#### Provided data:
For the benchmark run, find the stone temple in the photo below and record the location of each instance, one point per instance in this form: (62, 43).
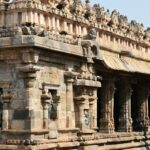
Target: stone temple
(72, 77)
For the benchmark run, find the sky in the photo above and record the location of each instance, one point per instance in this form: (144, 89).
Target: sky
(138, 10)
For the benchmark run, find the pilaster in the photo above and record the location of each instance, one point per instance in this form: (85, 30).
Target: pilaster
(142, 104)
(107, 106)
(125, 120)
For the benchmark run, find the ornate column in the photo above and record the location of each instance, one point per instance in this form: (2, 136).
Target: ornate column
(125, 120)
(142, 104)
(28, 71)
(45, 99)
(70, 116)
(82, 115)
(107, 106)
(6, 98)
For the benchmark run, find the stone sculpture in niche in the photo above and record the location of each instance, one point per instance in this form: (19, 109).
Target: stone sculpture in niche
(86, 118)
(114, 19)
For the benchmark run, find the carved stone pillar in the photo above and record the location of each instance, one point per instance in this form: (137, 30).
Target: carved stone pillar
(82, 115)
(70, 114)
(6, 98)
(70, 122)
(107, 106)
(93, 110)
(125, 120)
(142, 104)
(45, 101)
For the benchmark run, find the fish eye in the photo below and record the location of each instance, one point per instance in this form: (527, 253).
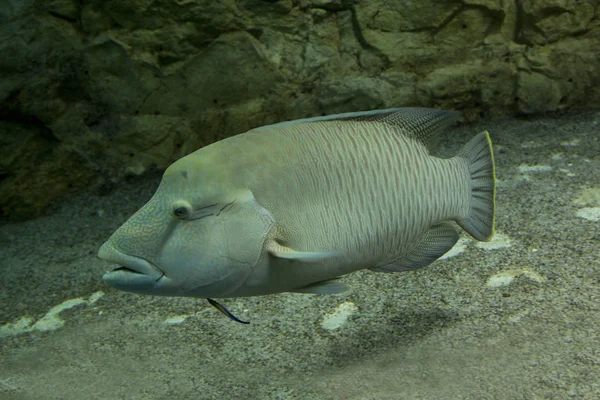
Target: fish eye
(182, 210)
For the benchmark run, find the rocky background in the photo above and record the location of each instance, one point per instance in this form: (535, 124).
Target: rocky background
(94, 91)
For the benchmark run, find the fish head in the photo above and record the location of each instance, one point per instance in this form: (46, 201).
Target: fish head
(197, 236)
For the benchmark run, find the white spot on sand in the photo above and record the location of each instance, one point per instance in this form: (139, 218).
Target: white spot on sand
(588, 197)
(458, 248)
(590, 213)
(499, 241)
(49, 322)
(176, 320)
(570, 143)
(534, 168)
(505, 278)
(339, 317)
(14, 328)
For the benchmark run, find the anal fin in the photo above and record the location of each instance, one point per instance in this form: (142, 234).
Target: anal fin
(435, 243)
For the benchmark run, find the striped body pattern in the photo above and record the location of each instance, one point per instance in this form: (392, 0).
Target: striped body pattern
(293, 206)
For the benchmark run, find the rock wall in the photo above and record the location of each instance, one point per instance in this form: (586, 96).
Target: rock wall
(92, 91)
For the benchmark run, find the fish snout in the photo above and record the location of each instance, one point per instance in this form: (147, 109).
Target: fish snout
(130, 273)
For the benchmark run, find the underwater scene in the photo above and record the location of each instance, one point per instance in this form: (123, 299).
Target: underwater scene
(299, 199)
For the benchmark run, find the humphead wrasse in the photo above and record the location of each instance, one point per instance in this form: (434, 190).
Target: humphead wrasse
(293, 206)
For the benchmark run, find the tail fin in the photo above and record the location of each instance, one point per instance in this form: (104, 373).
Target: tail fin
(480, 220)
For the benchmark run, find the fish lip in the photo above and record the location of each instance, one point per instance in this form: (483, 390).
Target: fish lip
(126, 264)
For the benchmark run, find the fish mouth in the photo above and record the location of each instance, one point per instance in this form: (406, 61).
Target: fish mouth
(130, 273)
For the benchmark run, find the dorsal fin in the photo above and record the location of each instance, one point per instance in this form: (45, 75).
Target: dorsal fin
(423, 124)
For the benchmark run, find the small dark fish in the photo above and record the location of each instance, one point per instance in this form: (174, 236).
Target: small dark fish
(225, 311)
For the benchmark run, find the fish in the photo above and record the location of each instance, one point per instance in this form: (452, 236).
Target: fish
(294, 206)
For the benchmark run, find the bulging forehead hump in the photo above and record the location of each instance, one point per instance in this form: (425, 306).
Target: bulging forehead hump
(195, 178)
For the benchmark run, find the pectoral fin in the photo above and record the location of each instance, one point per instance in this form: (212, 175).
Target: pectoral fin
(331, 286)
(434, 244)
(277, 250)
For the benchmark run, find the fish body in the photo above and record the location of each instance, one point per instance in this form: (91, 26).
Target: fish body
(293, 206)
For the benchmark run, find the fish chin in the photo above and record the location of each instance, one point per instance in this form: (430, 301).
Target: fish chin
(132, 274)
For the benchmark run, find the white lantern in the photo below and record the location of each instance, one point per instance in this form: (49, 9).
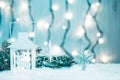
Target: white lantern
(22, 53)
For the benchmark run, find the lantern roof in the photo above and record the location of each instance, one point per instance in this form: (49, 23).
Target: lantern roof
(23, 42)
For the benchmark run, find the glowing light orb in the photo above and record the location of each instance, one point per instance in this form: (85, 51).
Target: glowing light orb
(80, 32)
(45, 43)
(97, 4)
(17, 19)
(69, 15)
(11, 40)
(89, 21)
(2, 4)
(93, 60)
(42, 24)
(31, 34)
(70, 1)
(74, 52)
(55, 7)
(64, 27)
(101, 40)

==

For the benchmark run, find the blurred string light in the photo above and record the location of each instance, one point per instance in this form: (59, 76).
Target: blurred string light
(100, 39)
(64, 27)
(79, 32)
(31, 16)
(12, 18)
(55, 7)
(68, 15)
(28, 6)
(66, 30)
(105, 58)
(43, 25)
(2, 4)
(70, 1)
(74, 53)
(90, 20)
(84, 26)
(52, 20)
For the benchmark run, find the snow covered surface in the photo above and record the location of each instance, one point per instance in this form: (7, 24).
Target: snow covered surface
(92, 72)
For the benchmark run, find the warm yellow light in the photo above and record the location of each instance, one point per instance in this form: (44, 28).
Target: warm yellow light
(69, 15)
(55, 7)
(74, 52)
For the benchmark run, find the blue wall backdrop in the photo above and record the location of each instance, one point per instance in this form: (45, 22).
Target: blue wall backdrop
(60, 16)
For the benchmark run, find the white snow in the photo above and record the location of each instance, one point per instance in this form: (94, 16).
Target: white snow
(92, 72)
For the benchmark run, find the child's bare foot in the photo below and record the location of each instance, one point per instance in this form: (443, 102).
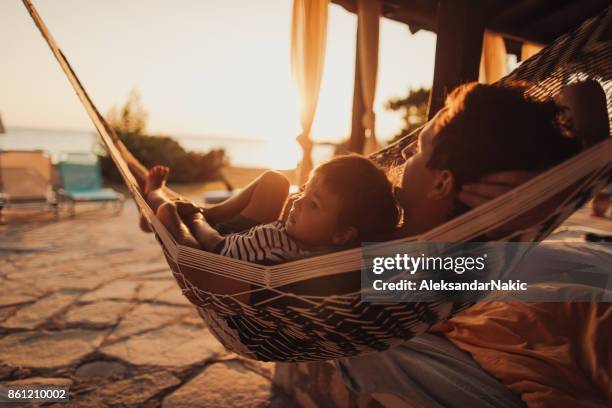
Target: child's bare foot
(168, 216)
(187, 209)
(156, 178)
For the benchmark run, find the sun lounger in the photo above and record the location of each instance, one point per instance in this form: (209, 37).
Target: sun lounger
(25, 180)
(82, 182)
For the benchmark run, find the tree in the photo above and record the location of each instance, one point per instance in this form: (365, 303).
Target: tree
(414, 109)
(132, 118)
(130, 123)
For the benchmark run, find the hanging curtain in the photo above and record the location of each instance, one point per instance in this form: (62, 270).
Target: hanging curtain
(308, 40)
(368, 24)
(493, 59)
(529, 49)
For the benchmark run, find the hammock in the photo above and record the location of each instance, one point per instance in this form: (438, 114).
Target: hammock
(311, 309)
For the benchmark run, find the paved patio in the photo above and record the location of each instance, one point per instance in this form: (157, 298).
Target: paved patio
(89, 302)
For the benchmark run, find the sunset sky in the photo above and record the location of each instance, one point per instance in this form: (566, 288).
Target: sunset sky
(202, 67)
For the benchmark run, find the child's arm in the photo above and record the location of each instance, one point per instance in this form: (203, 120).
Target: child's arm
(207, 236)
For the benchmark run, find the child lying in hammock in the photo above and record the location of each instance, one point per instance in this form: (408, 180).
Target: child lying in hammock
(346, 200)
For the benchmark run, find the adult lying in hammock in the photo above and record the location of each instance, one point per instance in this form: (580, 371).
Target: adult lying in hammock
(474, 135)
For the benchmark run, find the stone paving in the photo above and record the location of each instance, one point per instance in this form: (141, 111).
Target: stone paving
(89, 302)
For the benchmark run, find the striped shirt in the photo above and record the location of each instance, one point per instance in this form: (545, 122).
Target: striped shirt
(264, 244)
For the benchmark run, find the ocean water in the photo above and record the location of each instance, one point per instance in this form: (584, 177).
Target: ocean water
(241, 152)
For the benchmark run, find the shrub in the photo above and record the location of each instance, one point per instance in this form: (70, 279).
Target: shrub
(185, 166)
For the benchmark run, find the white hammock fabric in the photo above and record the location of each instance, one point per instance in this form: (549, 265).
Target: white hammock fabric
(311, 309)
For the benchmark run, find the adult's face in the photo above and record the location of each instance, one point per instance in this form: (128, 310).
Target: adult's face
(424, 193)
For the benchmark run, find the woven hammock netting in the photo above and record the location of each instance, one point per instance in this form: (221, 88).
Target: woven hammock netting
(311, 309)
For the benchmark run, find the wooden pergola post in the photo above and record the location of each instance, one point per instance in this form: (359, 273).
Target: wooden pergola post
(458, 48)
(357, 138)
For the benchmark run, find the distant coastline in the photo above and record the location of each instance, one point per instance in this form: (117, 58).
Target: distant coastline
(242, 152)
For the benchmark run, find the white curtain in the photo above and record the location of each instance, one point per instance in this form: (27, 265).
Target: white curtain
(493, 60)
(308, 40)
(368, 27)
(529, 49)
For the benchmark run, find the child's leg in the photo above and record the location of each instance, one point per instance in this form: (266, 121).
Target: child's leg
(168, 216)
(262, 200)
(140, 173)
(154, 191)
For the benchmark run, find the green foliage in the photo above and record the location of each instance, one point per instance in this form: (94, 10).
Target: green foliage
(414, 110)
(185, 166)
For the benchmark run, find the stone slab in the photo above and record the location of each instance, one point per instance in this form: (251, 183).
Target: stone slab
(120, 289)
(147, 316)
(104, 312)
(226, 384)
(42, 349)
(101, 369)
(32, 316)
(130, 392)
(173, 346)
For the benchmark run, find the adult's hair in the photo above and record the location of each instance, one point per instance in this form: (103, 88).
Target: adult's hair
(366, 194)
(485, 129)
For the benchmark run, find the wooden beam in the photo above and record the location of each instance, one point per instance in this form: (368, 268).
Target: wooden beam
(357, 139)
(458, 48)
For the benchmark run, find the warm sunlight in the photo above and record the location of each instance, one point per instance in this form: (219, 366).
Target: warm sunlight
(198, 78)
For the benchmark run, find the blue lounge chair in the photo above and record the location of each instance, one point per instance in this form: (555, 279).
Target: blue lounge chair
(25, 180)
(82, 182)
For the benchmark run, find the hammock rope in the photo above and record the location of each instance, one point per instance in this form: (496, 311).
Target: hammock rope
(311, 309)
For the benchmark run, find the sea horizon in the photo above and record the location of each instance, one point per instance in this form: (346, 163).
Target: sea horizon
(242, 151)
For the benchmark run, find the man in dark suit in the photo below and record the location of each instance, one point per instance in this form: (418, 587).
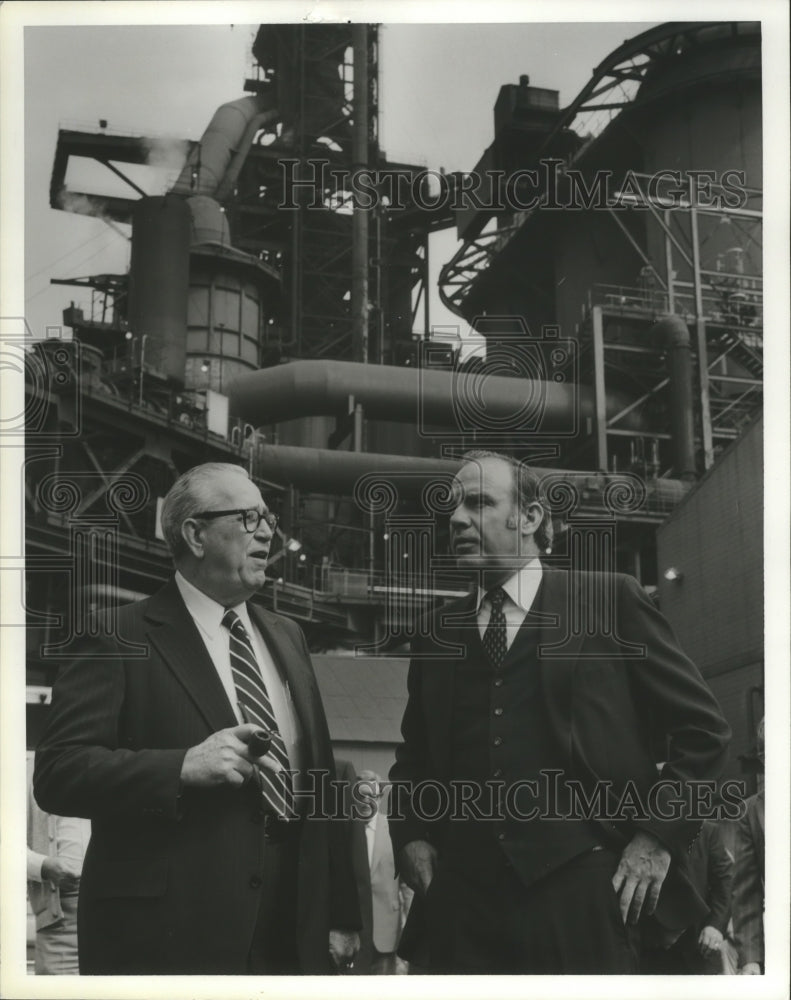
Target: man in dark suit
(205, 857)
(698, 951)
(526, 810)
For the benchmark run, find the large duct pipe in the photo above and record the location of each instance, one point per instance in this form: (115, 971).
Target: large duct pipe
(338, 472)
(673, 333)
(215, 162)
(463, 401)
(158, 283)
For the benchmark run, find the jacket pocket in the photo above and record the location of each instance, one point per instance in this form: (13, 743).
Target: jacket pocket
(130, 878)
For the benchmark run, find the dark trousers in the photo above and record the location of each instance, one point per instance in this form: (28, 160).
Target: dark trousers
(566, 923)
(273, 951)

#### Exercise goal:
Gather every line of the entries above that contains the word "covered", and copy each line in full. Case counts.

#### Reply:
For the benchmark run, find the snow covered surface in the photo above and record the location of each instance, one point per instance in this form: (7, 24).
Target: snow covered surface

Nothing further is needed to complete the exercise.